- **ЗАДАНИЕ 1**
Посчитайте, сколько строк в записях содержат слово «team». В ответе укажите только число.

В галерее «Виктория» начался цикл лекций Олега Горяинова «Искусство под угрозой мысли», в рамках которого будет предложен анализ нескольких «встреч»: Эдуарда Мане и Мишеля Фуко, Фрэнсиса Бэкона и Жиля Делеза, Пабло Пикассо и Розалинды Краусс, Марселя Дюшана и современных теоретиков. На основе столкновения опытов живописцев и философов автор предлагает анализ произведений искусства, уклоняющийся от традиционных искусствоведческих штудий. Нижеследующий текст – концептуальная рамка курса и пример-иллюстрация того, что будет предложено по ходу разговора в более развернутом виде.

«В нашем разговоре он признался, что мечтает написать волну, но не верит, что у него получится. Это один из уроков живописи – слышать, как великий живописец говорит себе: «Хотел бы я угнаться за волной…» Это очень в духе Пруста или Сезанна: «Ах, если бы я сумел написать яблоко…» Подобным образом философ Жиль Делез в одном из интервью запечатлел свои воспоминания о разговоре с художником Фрэнсисом Бэконом.

- **ЗАДАНИЕ 2**
Назовите всех людей из перечня «встреч», которые разбирает цикл лекций в тексте выше. Имена дайте в именительном падеже.

- **ЗАПИСИ НАБОРА ДАННЫХ**
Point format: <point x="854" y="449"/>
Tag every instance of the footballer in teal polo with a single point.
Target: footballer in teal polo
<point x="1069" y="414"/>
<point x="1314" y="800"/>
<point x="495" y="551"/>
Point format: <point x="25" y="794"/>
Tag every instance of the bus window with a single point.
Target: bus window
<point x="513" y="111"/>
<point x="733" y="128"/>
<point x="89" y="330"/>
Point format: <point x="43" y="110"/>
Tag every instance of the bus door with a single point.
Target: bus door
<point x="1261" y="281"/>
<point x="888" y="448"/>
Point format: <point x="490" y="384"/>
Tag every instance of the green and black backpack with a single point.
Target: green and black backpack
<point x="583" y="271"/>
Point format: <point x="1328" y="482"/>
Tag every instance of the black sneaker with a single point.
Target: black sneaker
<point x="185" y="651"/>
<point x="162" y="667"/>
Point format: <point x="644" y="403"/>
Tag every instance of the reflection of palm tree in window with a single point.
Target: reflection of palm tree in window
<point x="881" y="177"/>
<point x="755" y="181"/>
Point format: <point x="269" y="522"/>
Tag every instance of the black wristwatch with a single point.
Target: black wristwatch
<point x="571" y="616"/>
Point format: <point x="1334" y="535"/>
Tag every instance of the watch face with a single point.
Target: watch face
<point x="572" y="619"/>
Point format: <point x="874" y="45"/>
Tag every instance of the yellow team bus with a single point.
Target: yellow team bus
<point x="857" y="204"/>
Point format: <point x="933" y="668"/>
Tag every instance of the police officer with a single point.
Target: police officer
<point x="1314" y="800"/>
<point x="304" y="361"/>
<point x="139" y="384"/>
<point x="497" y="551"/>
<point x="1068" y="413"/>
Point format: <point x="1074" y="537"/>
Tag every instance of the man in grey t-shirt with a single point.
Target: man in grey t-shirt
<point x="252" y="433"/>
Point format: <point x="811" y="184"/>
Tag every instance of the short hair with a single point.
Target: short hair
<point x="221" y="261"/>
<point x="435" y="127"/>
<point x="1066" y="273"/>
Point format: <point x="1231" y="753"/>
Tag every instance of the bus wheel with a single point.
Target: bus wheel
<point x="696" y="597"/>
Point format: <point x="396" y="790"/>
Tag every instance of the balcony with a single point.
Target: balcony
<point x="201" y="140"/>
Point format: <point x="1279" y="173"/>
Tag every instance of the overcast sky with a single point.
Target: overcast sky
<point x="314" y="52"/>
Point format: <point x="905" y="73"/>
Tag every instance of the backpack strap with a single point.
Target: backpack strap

- **ПРАВИЛЬНЫЙ ОТВЕТ 1**
2

- **ПРАВИЛЬНЫЙ ОТВЕТ 2**
Эдуард Мане, Мишель Фуко, Фрэнсис Бэкон, Жиль Делез, Пабло Пикассо, Розалинда Краусс, Марсель Дюшан